◆ JOB: Starting at the line with "Where can the beige" and continuing through the end of the rows, rename "handrail" to "guardrail". Give those lines again with nothing else changed.

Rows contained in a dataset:
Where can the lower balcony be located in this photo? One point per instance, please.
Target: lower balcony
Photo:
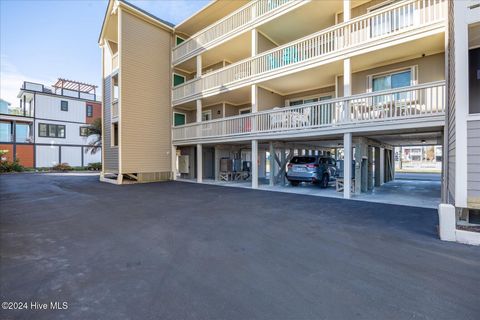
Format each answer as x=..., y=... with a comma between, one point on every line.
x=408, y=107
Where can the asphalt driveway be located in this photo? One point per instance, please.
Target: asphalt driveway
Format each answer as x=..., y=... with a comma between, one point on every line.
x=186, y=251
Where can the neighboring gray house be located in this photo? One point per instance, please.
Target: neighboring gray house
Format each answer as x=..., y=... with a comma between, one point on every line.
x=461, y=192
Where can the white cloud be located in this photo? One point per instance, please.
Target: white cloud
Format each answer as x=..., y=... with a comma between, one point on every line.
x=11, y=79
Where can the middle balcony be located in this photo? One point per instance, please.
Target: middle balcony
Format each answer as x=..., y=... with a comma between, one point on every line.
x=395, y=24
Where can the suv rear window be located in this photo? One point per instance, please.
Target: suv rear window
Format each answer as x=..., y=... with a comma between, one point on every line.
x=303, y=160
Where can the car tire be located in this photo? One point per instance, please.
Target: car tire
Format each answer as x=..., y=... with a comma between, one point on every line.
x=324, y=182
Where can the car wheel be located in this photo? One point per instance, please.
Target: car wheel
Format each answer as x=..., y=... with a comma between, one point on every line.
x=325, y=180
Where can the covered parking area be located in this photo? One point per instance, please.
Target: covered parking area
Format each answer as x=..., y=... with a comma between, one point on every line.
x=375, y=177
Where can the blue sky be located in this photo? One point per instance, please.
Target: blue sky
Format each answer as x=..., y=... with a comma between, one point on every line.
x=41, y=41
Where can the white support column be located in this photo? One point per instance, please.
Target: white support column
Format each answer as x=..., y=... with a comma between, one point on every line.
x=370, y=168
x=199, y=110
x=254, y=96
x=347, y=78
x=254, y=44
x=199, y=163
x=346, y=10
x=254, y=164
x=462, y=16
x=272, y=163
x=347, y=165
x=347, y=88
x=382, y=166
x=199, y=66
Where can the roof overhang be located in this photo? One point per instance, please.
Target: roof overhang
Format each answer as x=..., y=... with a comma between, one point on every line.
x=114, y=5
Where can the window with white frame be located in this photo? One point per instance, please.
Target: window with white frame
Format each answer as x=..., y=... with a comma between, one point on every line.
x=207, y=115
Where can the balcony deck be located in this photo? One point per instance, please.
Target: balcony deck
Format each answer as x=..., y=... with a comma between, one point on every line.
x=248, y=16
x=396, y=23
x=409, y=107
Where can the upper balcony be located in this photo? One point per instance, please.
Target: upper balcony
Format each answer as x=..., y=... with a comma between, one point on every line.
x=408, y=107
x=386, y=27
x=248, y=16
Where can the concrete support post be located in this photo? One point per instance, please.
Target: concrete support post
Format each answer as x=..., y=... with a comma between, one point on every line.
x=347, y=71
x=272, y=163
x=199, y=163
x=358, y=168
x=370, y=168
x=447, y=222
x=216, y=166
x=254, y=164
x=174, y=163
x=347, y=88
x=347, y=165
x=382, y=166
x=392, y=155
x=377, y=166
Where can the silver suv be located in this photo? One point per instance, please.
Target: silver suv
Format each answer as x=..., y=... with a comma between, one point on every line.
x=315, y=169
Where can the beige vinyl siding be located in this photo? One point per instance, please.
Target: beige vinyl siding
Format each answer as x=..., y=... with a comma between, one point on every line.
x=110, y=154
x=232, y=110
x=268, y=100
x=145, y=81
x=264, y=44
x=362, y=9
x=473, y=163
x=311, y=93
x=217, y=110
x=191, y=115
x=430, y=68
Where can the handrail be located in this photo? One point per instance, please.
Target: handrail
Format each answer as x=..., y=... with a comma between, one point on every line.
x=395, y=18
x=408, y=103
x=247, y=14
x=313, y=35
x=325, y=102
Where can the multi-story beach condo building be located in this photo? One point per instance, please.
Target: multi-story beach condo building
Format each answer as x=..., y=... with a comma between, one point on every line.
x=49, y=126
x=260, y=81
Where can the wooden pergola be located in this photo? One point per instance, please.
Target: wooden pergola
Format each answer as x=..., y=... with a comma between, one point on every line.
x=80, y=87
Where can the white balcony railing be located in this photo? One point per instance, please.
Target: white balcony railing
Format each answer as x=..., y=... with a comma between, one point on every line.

◆ ANSWER TO THIS TASK:
Where can the beige vinyl siding be located in this photo? One point per instance, please.
Target: beige vinyl siding
Format each answer as x=..., y=... with a comma between, one point on every line.
x=110, y=154
x=232, y=110
x=268, y=100
x=145, y=81
x=264, y=44
x=362, y=9
x=473, y=163
x=311, y=93
x=217, y=110
x=191, y=115
x=430, y=68
Where can the guardrail be located in this photo? One point per instance, please.
Target: guardrail
Format each answer as x=..., y=... with a comma between, one point on every line.
x=395, y=18
x=408, y=103
x=247, y=14
x=313, y=35
x=325, y=102
Where can the multi-story beach condo building be located in this photo? One point per instance, please.
Target: multi-story beach condo building
Format each answer as x=..., y=... with a comma between, one point on every line.
x=49, y=126
x=260, y=81
Where can the wooden pergola be located in this photo? One point per instance, please.
Target: wooden pergola
Format each answer as x=..., y=... with a comma between, one point on every line.
x=80, y=87
Where can the white balcony railing be located in this photo? One point per instance, please.
Target: white balcony railing
Format each answer as x=..., y=... with a comma between, one point on every line.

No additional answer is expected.